> _WHAT TO DO_
Exactly as they stand, set down all of the records again.

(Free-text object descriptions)

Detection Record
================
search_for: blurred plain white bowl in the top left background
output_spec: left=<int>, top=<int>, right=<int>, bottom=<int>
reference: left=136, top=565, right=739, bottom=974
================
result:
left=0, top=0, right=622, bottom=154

> _FINISHED TASK_
Detection Record
================
search_for: blurred plain white bowl in the top left background
output_spec: left=<int>, top=<int>, right=<int>, bottom=<int>
reference: left=136, top=565, right=739, bottom=974
================
result:
left=0, top=0, right=622, bottom=154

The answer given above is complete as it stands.